_Passage given_
-- BEGIN --

Dungeons, Dragons, and the OTHER Phallic Desire
"You may be a group of unsightly men sitting around a card table on a Friday night, but your players will still be looking for chances to meet girls"
-Shamus Young, DM of the Rings XII: NPC Non Grata
I've been reading through old Dragon Magazines, and one of the things I've noticed is that, despite largely being by sweaty wargamers for sweaty wargamers, about Advanced Dungeons and Dragons with an approximate guy/gal ratio of 9/1, a lot of early Dungeons and Dragons material is...distressingly horny.
| via Dragon 33, "The Eyes of Mavis Deval" by Gardner F. Fox. I needed a header image, but also holy shit this story is emblematic of everything I'm gonna talk about today. |
This post came to me when I saw the mechanical term "Sexual Charisma," used in Dragon 33's Bazaar of the Bizarre entry for the lotion potion Cleo May, Cleopatra, Come to Me. Which...seriously, what the fuck.
| Just above this is "African Ju Ju" if you were curious what the rest of this list looked like. Note also the lotion that makes someone obey you when you rub it on them. |
Smarter and better blogger Marcia B of Traverse Fantasy has described Dungeons and Dragons, particularly early Dungeons and Dragons, as a "Phallic Game" is a Freudian philosophical sense that, to be honest, I only half understand. What I didn't expect to find was that the phallic desire in the early D&D scene was a good deal more literal than Marcia intended. I don't mean to sound like a prude here, I h*ld h*nds with my girlfriend every chance I get, just like any red-blooded American would. It's just that:
- Because the audience of Dungeons and Dragons at this point is overwhelmingly young men, it has a certain juvenile bent to it that just makes me feel like I need to take a shower.
- Applying this horniness to a very rules-and-procedure heavy game like Advanced Dungeons and Dragons leads to results that are, to put it lightly, extremely funny.

-- END --

_Data provided_
-- BEGIN --

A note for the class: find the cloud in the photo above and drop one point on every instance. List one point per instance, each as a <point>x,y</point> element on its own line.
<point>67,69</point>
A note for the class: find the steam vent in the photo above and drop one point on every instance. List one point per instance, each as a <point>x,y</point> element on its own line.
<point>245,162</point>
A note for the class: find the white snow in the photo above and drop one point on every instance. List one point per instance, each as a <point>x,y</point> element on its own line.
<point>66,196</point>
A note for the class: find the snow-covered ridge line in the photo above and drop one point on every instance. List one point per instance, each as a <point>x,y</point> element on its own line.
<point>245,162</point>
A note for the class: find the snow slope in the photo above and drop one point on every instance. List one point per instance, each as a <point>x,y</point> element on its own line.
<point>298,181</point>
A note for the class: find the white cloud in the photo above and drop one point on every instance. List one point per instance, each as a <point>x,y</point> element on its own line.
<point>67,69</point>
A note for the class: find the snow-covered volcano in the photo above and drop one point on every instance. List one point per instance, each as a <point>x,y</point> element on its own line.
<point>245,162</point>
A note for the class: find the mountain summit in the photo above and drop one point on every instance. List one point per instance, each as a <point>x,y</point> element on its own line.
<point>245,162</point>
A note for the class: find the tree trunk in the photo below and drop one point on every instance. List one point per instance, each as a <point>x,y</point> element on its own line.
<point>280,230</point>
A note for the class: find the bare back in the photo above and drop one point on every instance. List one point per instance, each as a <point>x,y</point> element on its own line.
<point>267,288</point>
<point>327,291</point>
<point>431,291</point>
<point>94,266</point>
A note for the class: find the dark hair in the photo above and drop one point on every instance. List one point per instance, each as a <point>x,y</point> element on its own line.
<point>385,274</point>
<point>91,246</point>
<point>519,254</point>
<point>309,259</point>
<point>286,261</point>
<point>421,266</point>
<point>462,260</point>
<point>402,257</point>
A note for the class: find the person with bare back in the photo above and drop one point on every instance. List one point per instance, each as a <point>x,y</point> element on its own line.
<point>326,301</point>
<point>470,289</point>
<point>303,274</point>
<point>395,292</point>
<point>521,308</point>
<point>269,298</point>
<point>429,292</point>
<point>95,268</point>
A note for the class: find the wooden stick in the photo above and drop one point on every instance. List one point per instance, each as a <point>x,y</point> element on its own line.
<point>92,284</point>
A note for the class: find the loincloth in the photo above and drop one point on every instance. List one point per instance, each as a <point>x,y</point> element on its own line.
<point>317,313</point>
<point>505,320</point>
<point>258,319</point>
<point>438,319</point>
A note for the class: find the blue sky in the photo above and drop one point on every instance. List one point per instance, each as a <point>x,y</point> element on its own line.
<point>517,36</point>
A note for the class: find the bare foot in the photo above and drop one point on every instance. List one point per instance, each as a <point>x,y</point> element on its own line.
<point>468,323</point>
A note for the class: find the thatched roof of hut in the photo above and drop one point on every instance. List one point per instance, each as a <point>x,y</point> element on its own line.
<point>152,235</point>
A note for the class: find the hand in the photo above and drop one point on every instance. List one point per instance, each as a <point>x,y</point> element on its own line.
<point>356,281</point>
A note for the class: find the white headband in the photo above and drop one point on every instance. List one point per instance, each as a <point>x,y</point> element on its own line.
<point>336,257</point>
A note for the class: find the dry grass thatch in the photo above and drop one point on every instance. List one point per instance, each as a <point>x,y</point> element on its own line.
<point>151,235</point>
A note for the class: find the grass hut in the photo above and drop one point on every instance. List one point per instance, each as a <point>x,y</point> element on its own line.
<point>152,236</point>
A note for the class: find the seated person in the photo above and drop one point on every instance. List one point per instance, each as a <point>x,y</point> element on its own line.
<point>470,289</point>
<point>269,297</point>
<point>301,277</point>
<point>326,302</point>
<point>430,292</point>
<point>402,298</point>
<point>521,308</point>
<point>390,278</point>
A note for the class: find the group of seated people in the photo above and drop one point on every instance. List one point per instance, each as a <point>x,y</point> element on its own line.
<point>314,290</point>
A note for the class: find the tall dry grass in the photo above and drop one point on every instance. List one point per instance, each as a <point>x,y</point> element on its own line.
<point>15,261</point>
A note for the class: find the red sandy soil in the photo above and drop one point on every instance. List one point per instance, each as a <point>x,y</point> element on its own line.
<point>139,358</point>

-- END --

_Problems and tasks_
a) In the post about early Dungeons and Dragons, which mechanical term led the writer to this post?
b) From the post about early Dungeons and Dragons, write out the text between "-Shamus Young, DM" and "material is...distressingly horny.", inclusive.

_Answers to the exercises_
a) "Sexual Charisma."

b)
-Shamus Young, DM of the Rings XII: NPC Non Grata
I've been reading through old Dragon Magazines, and one of the things I've noticed is that, despite largely being by sweaty wargamers for sweaty wargamers, about Advanced Dungeons and Dragons with an approximate guy/gal ratio of 9/1, a lot of early Dungeons and Dragons material is...distressingly horny.